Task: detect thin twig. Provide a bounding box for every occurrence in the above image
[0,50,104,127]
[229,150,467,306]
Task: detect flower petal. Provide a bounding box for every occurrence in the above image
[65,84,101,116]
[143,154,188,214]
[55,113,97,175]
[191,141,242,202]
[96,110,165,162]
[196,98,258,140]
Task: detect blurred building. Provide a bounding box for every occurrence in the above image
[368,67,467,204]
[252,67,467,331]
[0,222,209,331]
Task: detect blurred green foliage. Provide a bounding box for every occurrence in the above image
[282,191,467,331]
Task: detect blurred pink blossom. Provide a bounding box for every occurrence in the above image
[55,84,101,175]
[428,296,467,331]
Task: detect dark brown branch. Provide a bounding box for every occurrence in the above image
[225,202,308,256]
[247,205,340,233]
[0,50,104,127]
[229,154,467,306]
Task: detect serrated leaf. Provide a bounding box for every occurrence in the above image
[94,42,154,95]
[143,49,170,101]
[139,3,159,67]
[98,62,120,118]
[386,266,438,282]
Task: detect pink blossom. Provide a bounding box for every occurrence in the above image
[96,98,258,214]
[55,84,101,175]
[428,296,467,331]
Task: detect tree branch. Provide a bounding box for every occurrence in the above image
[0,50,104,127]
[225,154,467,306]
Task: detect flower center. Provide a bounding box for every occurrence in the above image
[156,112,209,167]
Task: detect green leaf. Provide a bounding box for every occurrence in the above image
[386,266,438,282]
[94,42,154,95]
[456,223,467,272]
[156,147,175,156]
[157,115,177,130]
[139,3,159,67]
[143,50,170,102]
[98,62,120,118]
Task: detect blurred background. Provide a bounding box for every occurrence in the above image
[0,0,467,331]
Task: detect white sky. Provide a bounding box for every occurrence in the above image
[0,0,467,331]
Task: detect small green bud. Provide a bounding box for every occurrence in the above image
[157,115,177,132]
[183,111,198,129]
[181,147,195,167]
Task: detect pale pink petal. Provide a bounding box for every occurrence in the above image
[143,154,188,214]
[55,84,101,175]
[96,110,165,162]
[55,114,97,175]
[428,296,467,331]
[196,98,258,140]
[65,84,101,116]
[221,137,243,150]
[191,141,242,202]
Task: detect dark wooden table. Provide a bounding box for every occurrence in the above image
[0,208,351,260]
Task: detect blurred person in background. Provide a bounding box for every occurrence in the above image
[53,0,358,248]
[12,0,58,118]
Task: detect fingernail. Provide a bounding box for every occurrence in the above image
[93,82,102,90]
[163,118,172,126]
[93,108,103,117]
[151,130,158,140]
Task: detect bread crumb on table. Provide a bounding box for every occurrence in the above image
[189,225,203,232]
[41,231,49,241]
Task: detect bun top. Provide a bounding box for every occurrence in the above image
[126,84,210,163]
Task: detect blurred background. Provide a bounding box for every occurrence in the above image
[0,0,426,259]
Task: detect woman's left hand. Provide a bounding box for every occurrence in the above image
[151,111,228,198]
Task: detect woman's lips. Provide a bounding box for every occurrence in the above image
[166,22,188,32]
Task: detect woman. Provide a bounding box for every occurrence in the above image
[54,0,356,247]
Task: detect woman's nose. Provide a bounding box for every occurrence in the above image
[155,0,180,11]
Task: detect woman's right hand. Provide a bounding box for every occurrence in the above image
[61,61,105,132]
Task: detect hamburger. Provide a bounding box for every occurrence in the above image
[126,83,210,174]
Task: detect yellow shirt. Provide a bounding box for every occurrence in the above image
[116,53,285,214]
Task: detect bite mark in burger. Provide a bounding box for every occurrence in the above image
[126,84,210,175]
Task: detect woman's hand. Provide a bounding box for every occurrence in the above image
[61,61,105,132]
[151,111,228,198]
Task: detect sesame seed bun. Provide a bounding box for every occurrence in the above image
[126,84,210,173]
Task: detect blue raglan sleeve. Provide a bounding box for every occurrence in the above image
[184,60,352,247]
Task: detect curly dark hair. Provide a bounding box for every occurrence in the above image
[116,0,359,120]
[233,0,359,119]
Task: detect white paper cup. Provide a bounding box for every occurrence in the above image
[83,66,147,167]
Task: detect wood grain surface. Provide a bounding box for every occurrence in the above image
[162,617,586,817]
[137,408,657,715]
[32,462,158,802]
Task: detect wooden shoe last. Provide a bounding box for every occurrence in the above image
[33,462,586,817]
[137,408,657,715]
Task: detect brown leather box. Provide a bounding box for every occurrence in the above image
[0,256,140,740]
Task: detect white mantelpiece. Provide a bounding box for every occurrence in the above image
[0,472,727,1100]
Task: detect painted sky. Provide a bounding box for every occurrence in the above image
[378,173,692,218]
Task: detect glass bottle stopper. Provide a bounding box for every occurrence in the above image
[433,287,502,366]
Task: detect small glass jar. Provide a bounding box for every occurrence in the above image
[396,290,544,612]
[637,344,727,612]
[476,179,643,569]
■ ■ ■ ■ ■ ■ ■
# Short exercise:
Return the lines above exactly, keeping every word.

# Exercise response:
Task: detect thin twig. Provide a bounding box for every occurrence in the above image
[0,50,104,127]
[229,150,467,306]
Task: detect flower petal. Provide a bounding box for every occurrence in the above image
[65,84,101,116]
[143,154,188,214]
[55,113,97,175]
[191,141,242,202]
[96,110,165,162]
[196,98,258,140]
Task: detect blurred building. Provide a bounding box for every occurrence in the above image
[368,67,467,204]
[252,67,467,331]
[0,222,209,331]
Task: detect blurred green foliage. Provide a bounding box for every occurrence in the above image
[282,191,467,331]
Task: detect blurred pink blossom. Provide a bounding box for every occurrence in the above image
[55,84,101,175]
[428,296,467,331]
Task: detect dark brown branch. Provide a bounding box for every occurrence in the above image
[225,202,308,256]
[247,205,340,233]
[0,50,104,127]
[229,154,467,306]
Task: detect serrated leaf. Provide a bounding box for every occurrence in the above image
[94,42,154,95]
[143,49,170,101]
[139,3,159,67]
[98,62,120,118]
[386,266,438,282]
Task: detect pink blossom. Provide a bounding box for every occurrence in the above image
[96,98,258,214]
[55,84,101,175]
[428,296,467,331]
Task: detect tree branch. Provide a bounding box for every occurrence in the above image
[0,50,104,127]
[225,154,467,306]
Task: detect flower center. Provide a bounding box for every occurrence in the above image
[156,112,209,167]
Task: detect green leaf. Provide a bounding box for every occurrence in the above image
[386,266,438,282]
[94,42,154,95]
[456,223,467,272]
[156,147,175,156]
[157,115,177,130]
[139,3,159,67]
[143,50,170,102]
[98,62,120,118]
Task: detect blurred background. Provide a bounding box for every occurrence in the above image
[0,0,467,331]
Task: detect white sky. Provide a bounding box for every occurrence in the above image
[0,0,467,331]
Task: detect small green bud. Provide a bounding box for every occurrence in the above image
[157,115,177,132]
[183,111,198,129]
[181,147,195,167]
Task: detect pale pink petal. Provide a bounding box for every occurrence in the above image
[143,154,188,214]
[55,84,101,175]
[96,110,165,162]
[55,114,97,175]
[428,296,467,331]
[196,98,258,140]
[65,84,101,116]
[221,137,243,150]
[191,141,242,202]
Task: detect dark wooden table. Provide a bounding box for every occurrence in the above image
[0,208,351,260]
Task: detect blurred person in background. Provide a bounding box for every occurrence in the above image
[53,0,358,248]
[12,0,58,118]
Task: detect fingernail. Provide a bounding box for every occurrence in the above image
[93,82,102,90]
[163,118,172,126]
[93,108,103,117]
[151,130,158,140]
Task: detect bread crumb on table. Provide a bounding box for every occurrence in the above image
[189,225,203,232]
[41,231,49,241]
Task: detect bun top. Provide a bounding box for every occurrence in the above image
[126,84,210,163]
Task: detect blurred background. Provide a bounding box for every occurrence in the above image
[0,0,426,259]
Task: detect woman's left hand. Provide a bounding box for every occurrence in the above image
[151,111,228,198]
Task: detect woman's lips. Provide a bounding box for every occurrence in the above image
[166,22,188,32]
Task: detect woman. Provide a bounding box for every occurrence in the above image
[54,0,356,247]
Task: detect woman's nose. Provide a bounding box for every occurrence in the above image
[155,0,180,11]
Task: detect woman's right hand. Provide a bounding box for every occurrence in the above image
[61,61,105,132]
Task: detect hamburger. Provide a bounding box for every occurrence in the above image
[126,83,210,174]
Task: detect yellow shirt. Provide a bounding box for every occurrence in the above image
[116,53,285,214]
Task: detect bite mark in burger. Provide a bounding box for every occurrence in the above image
[126,84,210,175]
Task: detect woman's hand. Provide a bounding box for every occurrence in the above image
[61,61,105,132]
[151,111,228,198]
Task: detect sesame seed bun. Provide a bounding box for every occurrence in the above image
[126,84,210,173]
Task: detect blue raglan sleeve. Provide a bounding box for every occurrence in the above image
[184,60,352,247]
Task: detect curly dark hair. Provide a bounding box for every occurrence in the above image
[116,0,359,120]
[233,0,359,119]
Task: detect white paper cup. Provide a bounding box for every occurrence in the above image
[83,66,147,167]
Task: detect wood grain surface. Provide a bounding box for every occurrence in the above image
[162,617,586,817]
[137,408,657,715]
[32,462,158,802]
Task: detect wooden shoe last. Provide a bounding box for every occurrence in the above image
[33,462,586,817]
[137,408,657,715]
Task: detect brown leather box. Provide a bounding box for every occurrence in the above image
[0,256,140,740]
Task: detect white mantelpiece. Provide a bounding box for every occurrence in the above image
[0,472,727,1100]
Task: detect painted sky. Provide a bounding box for every occurrence in the above image
[378,173,692,218]
Task: detect glass bottle stopper. Provide a bounding box for every occurrence in the above image
[433,287,502,366]
Task: detect small glass jar. Provide a bounding box for every occurrence in the above image
[396,290,544,612]
[637,344,727,612]
[476,179,643,569]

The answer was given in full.